— begin —
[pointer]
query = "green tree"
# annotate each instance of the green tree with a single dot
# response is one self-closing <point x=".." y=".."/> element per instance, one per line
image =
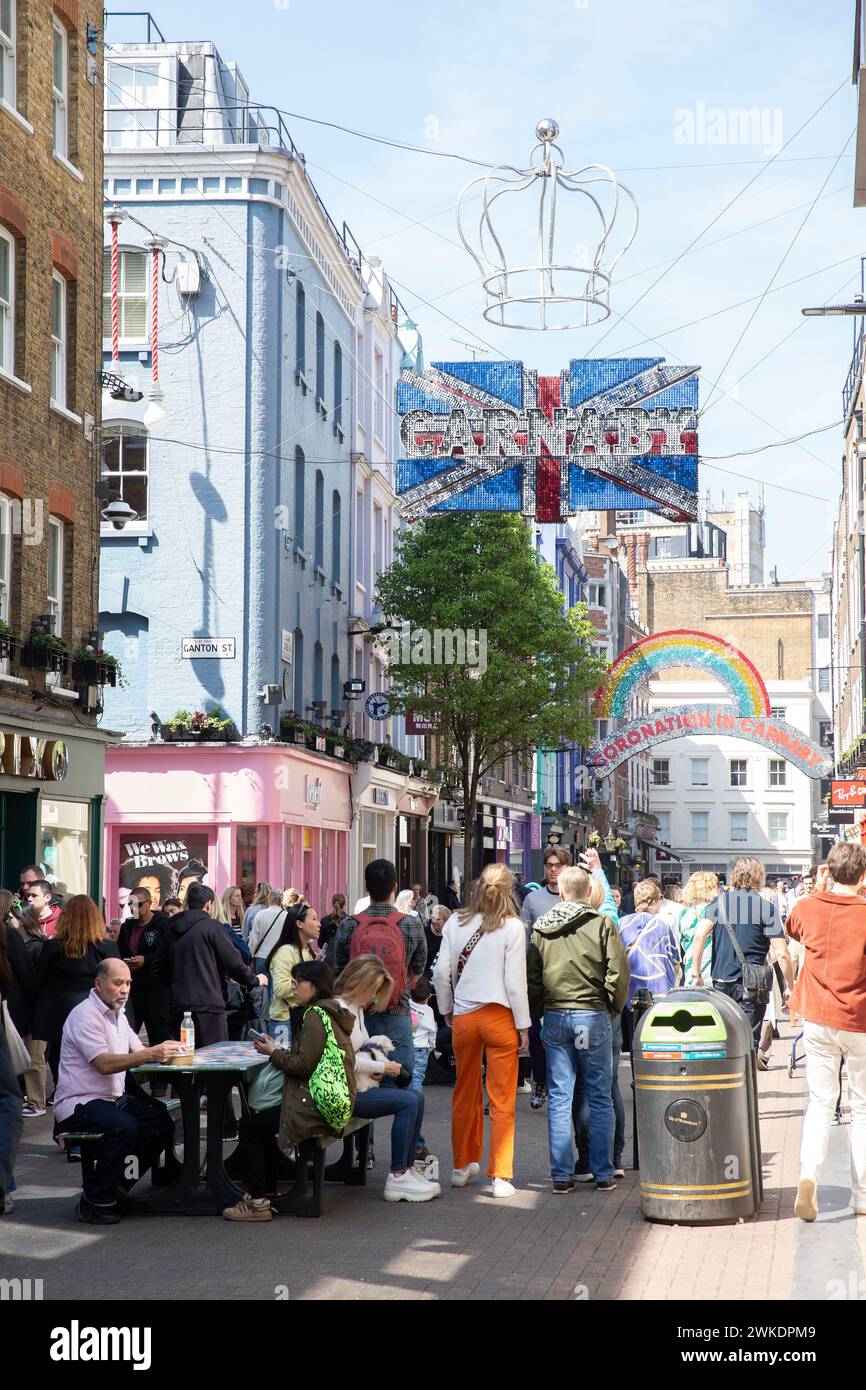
<point x="531" y="666"/>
— end —
Copy out the entries above word for word, line by line, omitting the pictures.

Result »
[pointer]
query = "green tree"
# annotate each instance of the green tree with a single dot
# response is one self-closing <point x=".." y=".."/> element per instance, one per line
image =
<point x="531" y="666"/>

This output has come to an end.